__THE DATA__.
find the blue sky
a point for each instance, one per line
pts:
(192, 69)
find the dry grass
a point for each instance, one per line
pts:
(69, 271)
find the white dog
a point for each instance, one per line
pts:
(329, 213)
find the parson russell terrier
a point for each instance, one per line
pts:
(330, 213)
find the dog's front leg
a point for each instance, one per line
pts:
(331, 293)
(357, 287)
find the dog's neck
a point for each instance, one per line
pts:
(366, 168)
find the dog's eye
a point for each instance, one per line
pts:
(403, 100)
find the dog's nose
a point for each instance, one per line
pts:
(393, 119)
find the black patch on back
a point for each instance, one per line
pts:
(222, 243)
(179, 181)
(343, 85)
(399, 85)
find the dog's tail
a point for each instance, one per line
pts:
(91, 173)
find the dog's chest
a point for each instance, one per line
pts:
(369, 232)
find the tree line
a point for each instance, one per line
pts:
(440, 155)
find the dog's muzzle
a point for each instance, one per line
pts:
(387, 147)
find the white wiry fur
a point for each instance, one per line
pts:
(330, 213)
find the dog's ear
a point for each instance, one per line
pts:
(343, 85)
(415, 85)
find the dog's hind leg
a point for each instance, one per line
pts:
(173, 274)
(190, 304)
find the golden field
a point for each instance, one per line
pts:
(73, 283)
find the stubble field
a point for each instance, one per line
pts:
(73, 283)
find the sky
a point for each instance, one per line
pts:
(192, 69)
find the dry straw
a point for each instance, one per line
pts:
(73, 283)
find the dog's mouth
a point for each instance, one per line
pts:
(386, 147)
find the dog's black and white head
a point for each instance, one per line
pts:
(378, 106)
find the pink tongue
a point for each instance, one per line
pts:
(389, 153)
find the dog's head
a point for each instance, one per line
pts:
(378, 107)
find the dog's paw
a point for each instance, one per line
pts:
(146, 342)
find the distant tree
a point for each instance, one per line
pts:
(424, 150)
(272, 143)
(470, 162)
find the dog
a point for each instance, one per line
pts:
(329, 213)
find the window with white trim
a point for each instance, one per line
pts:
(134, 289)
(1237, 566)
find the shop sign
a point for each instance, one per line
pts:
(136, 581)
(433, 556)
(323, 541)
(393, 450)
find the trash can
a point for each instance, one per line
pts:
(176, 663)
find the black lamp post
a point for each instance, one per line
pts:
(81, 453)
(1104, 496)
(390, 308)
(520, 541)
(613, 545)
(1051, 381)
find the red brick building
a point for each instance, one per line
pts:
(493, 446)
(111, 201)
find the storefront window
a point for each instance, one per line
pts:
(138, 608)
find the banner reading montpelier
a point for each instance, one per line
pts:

__AIM OF THE TASK__. Each line of the data that holds "tree" should be copied.

__TASK ANSWER__.
find the tree line
find the distant tree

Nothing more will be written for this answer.